ARTIKEL =>
::::

# Q6600 und Vista x64



## thekiller (14. Februar 2008)

Hallo allerseits =)

ich habe seit ca. 2 Wochen meinen neuen Rechner zusammen. Läuft natürlich alles perfekto^^
Nunja jetzt kam mir die Frage ob ich einen Geschwindigkeitsvorteil hätte, wenn ich mir eine Vista x64 Version zulegen würde!? Derzeit habe ich Vista x32

Würde mich wirklich mal interessieren. Vielleicht kennt jemand einen Vergleich der beiden OS in Sachen Leistung!? Irgendeinen Benchmarktest oder etwas vergleichbares.

Mir geht es nicht um Leistungssteigerung bei "Standardsoftware" wie Word oder irgendwelche Mediaplayer. Da ist wohl nicht mehr Leistung rauszuholen, aber wie wirkt sich x64 bei Spielen wie "Crysis" oder bei Design-Software wie z.b. "Cinema 4D" oder "Photoshop" aus?(Speziell für den Intel Core 2 Quad Q6600)

Ich muss halt jedes bisschen Leistung was nur geht rauskitzeln;-)

Hoffe jemand von Euch hat ein paar Erfahrungen gemacht und kann mich beraten =)

MfG Manu


----------



## Laudian (14. Februar 2008)

Nach Theorie duerfte sich da kaum was veraendern ... denn die nutzbaren Takte aendern sich ja normal nicht. Die Register werden nur laenger ... folglich kann man genauer rechnen, die Farbtiefe noch tiefer treiben etc pp ... aber and er reinen Rechengeschwindigkeit duerfte X64 eigentlich nichts aendern. Waer mir zumindest nix bekannt, lass mich da aber auch gerne vom gegenteil ueberzeugen.


----------



## thekiller (14. Februar 2008)

Hmmm...ja Farbwerte sollen ja auch noch etwas besser werden bei 64Bit.
Ich hatte mal irgendwie gelesen, dass 64Bit-Systeme bis etwa 30% schneller laufen als 32Bit. Und ich glaube mich zu erinnern, dass der Q6600 ein 64Bit-Prozessor ist.
Kann wohl aber keiner von Euch bestätigen oder?
Ich mein bis 30% mehr!! Da sag ich nicht nein, wenn es stimmen sollte...


----------



## Laudian (15. Februar 2008)

::::

ZU VERARBEITENDE DATEN =>
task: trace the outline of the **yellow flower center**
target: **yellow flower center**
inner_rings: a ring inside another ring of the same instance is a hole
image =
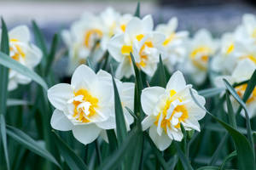
[[[98,99],[91,96],[84,88],[74,92],[74,96],[80,99],[73,101],[74,105],[73,116],[81,122],[90,122],[90,117],[96,114],[96,109],[99,107]]]
[[[247,89],[247,84],[242,84],[241,86],[236,87],[235,89],[237,93],[237,94],[242,98],[246,89]],[[251,96],[249,97],[249,99],[247,101],[247,104],[249,104],[253,101],[255,101],[256,99],[256,88],[253,88],[253,93],[251,94]]]
[[[230,45],[227,48],[226,54],[230,54],[234,50],[234,43],[230,43]]]
[[[175,33],[172,33],[163,42],[163,46],[168,45],[175,37]]]
[[[22,48],[20,48],[20,46],[15,42],[19,42],[19,40],[17,39],[10,39],[10,42],[14,43],[13,45],[10,45],[9,47],[9,50],[14,52],[14,54],[11,56],[11,58],[13,58],[14,60],[19,61],[20,60],[20,57],[25,59],[26,54],[23,52]]]
[[[85,32],[84,45],[86,48],[92,48],[96,40],[102,37],[102,31],[99,29],[91,29]]]
[[[161,110],[162,111],[158,114],[156,117],[157,120],[154,122],[154,124],[158,126],[160,117],[162,114],[163,118],[160,122],[160,127],[165,130],[166,133],[167,131],[167,128],[171,128],[171,125],[172,125],[172,120],[173,118],[176,118],[174,116],[177,113],[181,113],[182,115],[179,117],[177,117],[178,122],[174,126],[174,128],[180,128],[180,122],[183,122],[189,117],[189,113],[186,107],[184,105],[177,105],[172,110],[171,116],[168,119],[166,119],[168,115],[168,110],[170,109],[172,102],[173,102],[176,99],[178,99],[180,102],[182,102],[182,99],[180,98],[172,98],[172,96],[176,94],[177,93],[175,90],[170,91],[170,98],[166,100],[165,106]]]
[[[256,65],[256,57],[254,55],[249,54],[249,55],[246,55],[246,56],[241,56],[239,59],[240,60],[248,59]]]
[[[194,49],[190,54],[190,59],[195,66],[201,71],[207,71],[207,64],[208,62],[208,55],[212,53],[212,49],[206,46],[200,46]],[[197,58],[198,54],[203,54],[203,55]]]

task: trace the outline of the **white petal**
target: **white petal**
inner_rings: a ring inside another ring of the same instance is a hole
[[[161,136],[157,133],[156,126],[152,126],[150,128],[149,136],[156,147],[161,151],[168,148],[172,143],[172,139],[166,133],[162,133]]]
[[[171,76],[166,89],[167,90],[175,90],[177,92],[180,91],[181,89],[184,88],[186,86],[186,81],[183,73],[179,71],[177,71],[172,74]]]
[[[20,42],[28,42],[30,40],[29,29],[26,26],[20,26],[12,29],[9,32],[9,39],[17,39]]]
[[[69,84],[60,83],[48,90],[49,102],[58,110],[63,110],[67,101],[73,98],[73,91]]]
[[[72,76],[71,85],[75,89],[81,88],[90,89],[93,88],[96,80],[96,73],[89,66],[81,65]]]
[[[154,125],[154,122],[155,122],[155,118],[154,116],[147,116],[142,122],[143,131],[147,130],[149,127]]]
[[[160,87],[146,88],[142,92],[141,102],[146,115],[153,115],[154,108],[159,97],[165,93],[165,88]]]
[[[73,136],[84,144],[93,142],[100,134],[102,129],[96,124],[85,124],[74,126],[73,131]]]
[[[73,124],[66,116],[63,111],[55,109],[51,116],[50,125],[54,129],[61,131],[69,131],[73,128]]]

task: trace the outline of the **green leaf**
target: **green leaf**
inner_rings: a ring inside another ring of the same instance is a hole
[[[233,159],[234,157],[236,157],[236,156],[237,156],[236,150],[233,151],[233,152],[230,153],[229,156],[227,156],[224,159],[224,161],[223,161],[223,162],[222,162],[222,164],[221,164],[221,166],[220,166],[220,167],[219,167],[219,170],[224,170],[224,169],[225,169],[225,164],[226,164],[226,162],[229,162],[229,161],[230,161],[230,160],[232,160],[232,159]]]
[[[137,16],[137,17],[140,18],[140,14],[141,14],[140,8],[141,8],[141,3],[140,3],[140,2],[137,2],[136,11],[134,13],[134,16]]]
[[[31,102],[22,100],[22,99],[8,99],[7,106],[15,106],[15,105],[32,105]]]
[[[2,19],[2,37],[1,37],[1,47],[0,50],[6,54],[9,54],[9,37],[8,31],[4,20]],[[10,58],[9,56],[8,56]],[[5,65],[0,65],[0,122],[1,122],[1,139],[3,140],[3,152],[5,162],[7,165],[7,169],[9,169],[9,152],[7,147],[7,139],[6,139],[6,125],[4,115],[6,114],[6,102],[8,96],[8,82],[9,82],[9,69]]]
[[[229,124],[224,122],[223,121],[219,120],[218,117],[211,114],[203,106],[201,106],[195,98],[191,89],[189,90],[190,90],[190,95],[194,99],[195,103],[200,108],[204,110],[207,113],[208,113],[218,123],[220,123],[231,135],[237,150],[238,165],[240,169],[241,170],[255,169],[256,166],[254,162],[253,148],[250,145],[249,142],[247,141],[247,138],[244,135],[242,135],[241,133],[239,133],[237,130],[230,127]]]
[[[198,91],[198,94],[200,95],[204,96],[205,98],[211,98],[211,97],[219,94],[220,93],[224,92],[224,90],[225,90],[224,88],[212,88],[200,90],[200,91]]]
[[[196,170],[218,170],[218,167],[207,166],[207,167],[199,167]]]
[[[157,160],[160,162],[160,165],[162,166],[164,170],[167,170],[168,168],[168,165],[166,163],[166,162],[165,161],[161,152],[155,147],[155,144],[154,144],[154,142],[151,140],[151,139],[149,138],[148,134],[147,133],[144,133],[148,141],[150,144],[150,146],[154,153],[154,155],[156,156]]]
[[[7,148],[7,139],[6,139],[6,125],[4,120],[4,115],[0,114],[0,123],[1,123],[1,139],[3,141],[3,151],[4,151],[4,157],[7,165],[7,169],[9,169],[9,154],[8,154],[8,148]]]
[[[157,70],[155,71],[154,76],[150,81],[150,86],[160,86],[162,88],[166,87],[166,76],[165,72],[164,65],[162,62],[162,58],[160,55],[159,57],[159,64],[157,66]]]
[[[24,76],[26,76],[32,80],[34,80],[36,82],[40,84],[44,90],[48,89],[47,84],[39,76],[37,73],[35,73],[33,71],[28,69],[26,66],[21,65],[18,61],[13,60],[9,55],[0,52],[0,64],[3,65],[4,66],[12,69]]]
[[[38,143],[37,143],[33,139],[26,135],[20,129],[11,126],[7,126],[7,134],[23,145],[25,148],[30,150],[35,154],[38,154],[38,156],[41,156],[42,157],[44,157],[61,168],[61,166],[55,158],[47,150],[43,148],[42,145],[38,144]]]
[[[128,134],[125,140],[122,143],[122,144],[116,150],[113,154],[109,156],[105,159],[102,164],[99,167],[99,170],[112,170],[116,169],[120,166],[124,158],[125,157],[125,152],[130,149],[133,149],[137,144],[135,138],[138,133],[138,128],[133,128],[131,133]]]
[[[114,92],[114,110],[115,110],[115,123],[116,133],[119,145],[124,142],[127,136],[127,130],[125,126],[125,116],[123,113],[123,107],[119,98],[119,91],[113,79],[112,71],[112,82]]]
[[[67,166],[72,170],[86,170],[87,166],[83,160],[61,139],[61,138],[55,132],[55,141],[57,148]]]
[[[46,68],[45,68],[45,75],[47,76],[49,73],[51,65],[52,65],[52,62],[55,59],[55,53],[57,50],[57,47],[58,47],[58,43],[60,41],[60,37],[58,34],[55,34],[52,42],[51,42],[51,46],[50,46],[50,50],[49,50],[49,54],[47,56],[47,61],[46,61]]]
[[[178,156],[179,160],[181,161],[181,162],[183,164],[183,167],[184,170],[193,170],[193,167],[192,167],[191,164],[189,163],[189,158],[183,154],[183,152],[180,149],[178,144],[175,140],[173,140],[172,142],[175,144],[177,156]]]
[[[249,142],[251,144],[251,146],[254,146],[254,142],[253,139],[253,133],[252,133],[252,128],[251,128],[251,122],[250,118],[248,116],[247,108],[246,106],[246,104],[241,100],[241,99],[239,97],[234,88],[230,84],[230,82],[224,79],[224,84],[229,90],[229,92],[231,94],[231,95],[236,99],[236,101],[241,105],[241,106],[244,109],[245,116],[246,116],[246,122],[247,122],[247,137],[249,139]],[[253,156],[255,156],[254,150],[253,150]]]

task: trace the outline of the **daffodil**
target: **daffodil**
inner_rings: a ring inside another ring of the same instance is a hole
[[[215,85],[217,87],[224,87],[223,79],[225,78],[230,84],[235,82],[239,83],[243,81],[248,80],[251,78],[253,71],[256,69],[256,65],[248,59],[245,59],[242,61],[239,62],[232,75],[230,76],[220,76],[216,77]],[[235,88],[238,95],[242,98],[246,91],[247,84],[242,84]],[[239,103],[233,98],[230,97],[231,103],[235,110],[237,110],[239,107]],[[256,88],[253,88],[252,94],[246,102],[246,105],[248,110],[248,116],[250,118],[256,116]],[[241,112],[241,116],[245,117],[244,110]]]
[[[172,18],[168,23],[158,25],[156,31],[163,33],[166,39],[163,42],[165,53],[164,64],[172,72],[177,64],[183,63],[187,54],[186,39],[189,32],[186,31],[176,31],[177,19]]]
[[[0,30],[0,38],[2,31]],[[26,26],[20,26],[9,31],[9,56],[32,70],[42,59],[41,50],[31,43],[29,29]],[[10,70],[9,73],[8,90],[14,90],[18,84],[27,84],[31,78],[23,76],[15,71]]]
[[[149,136],[160,150],[166,150],[172,141],[181,141],[183,133],[181,123],[185,130],[200,131],[198,120],[206,112],[199,108],[189,94],[191,85],[186,85],[180,71],[176,71],[170,78],[166,88],[147,88],[142,92],[141,103],[147,115],[142,122],[143,129],[149,128]],[[201,105],[206,101],[202,96],[192,89]]]
[[[56,108],[50,121],[52,128],[72,130],[84,144],[106,129],[115,128],[112,82],[102,80],[101,72],[96,74],[82,65],[75,70],[71,84],[60,83],[48,90],[49,100]]]
[[[108,51],[119,63],[116,76],[129,77],[133,74],[130,53],[137,65],[148,76],[156,70],[160,48],[165,40],[161,33],[153,31],[153,19],[147,15],[142,20],[133,17],[125,27],[125,33],[114,36],[108,43]]]
[[[101,18],[86,13],[75,21],[70,31],[62,31],[62,39],[68,48],[69,65],[67,74],[86,62],[88,57],[96,63],[102,56],[104,50],[101,42],[104,37],[104,26]]]
[[[201,84],[207,77],[209,59],[215,54],[217,42],[205,29],[198,31],[189,42],[188,62],[185,69],[196,84]]]

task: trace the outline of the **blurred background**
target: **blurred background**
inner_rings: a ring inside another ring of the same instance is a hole
[[[113,7],[133,14],[137,0],[0,0],[0,15],[9,27],[31,25],[35,20],[49,37],[68,27],[84,12],[98,13]],[[256,13],[254,0],[141,0],[142,15],[151,14],[155,23],[166,22],[172,16],[179,20],[178,29],[195,31],[207,28],[218,37],[231,31],[243,14]]]

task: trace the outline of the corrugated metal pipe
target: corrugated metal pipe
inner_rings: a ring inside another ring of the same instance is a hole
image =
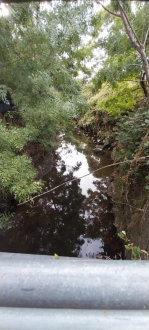
[[[0,254],[0,330],[149,330],[149,262]]]

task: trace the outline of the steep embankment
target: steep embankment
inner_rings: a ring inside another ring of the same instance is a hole
[[[94,97],[90,111],[79,124],[97,135],[101,149],[112,149],[114,163],[133,159],[114,167],[109,195],[118,232],[125,231],[135,246],[149,252],[149,165],[147,158],[137,160],[148,156],[149,104],[143,101],[133,111],[114,116],[99,111],[97,103],[98,97]],[[126,258],[130,257],[126,251]]]

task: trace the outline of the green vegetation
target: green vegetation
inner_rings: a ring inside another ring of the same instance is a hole
[[[145,254],[146,259],[148,259],[149,254],[145,250],[141,250],[139,246],[134,246],[133,243],[130,243],[130,240],[128,239],[126,232],[121,231],[120,233],[117,234],[125,243],[125,249],[128,251],[131,251],[131,259],[136,260],[136,259],[142,259],[142,255]]]
[[[38,3],[12,4],[10,15],[1,17],[0,98],[9,104],[9,91],[15,105],[0,120],[2,196],[23,201],[41,191],[24,147],[35,141],[53,148],[59,131],[69,135],[71,119],[88,108],[74,77],[86,70],[80,45],[90,8],[89,2],[49,4],[46,10]]]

::::

ARBEITSANWEISUNGEN =>
(1) Welche Vista-Version hat thekiller laut Artikel derzeit installiert?
(2) Extrahieren Sie aus den Datensätzen jede Zeile, in der die Zeichenfolge "daffodil" vorkommt.
Artikel und Datensätze stehen in keinem inhaltlichen Zusammenhang.

LÖSUNGEN =>
(1) Vista x32

(2)
task: trace the outline of the **daffodil**
target: **daffodil**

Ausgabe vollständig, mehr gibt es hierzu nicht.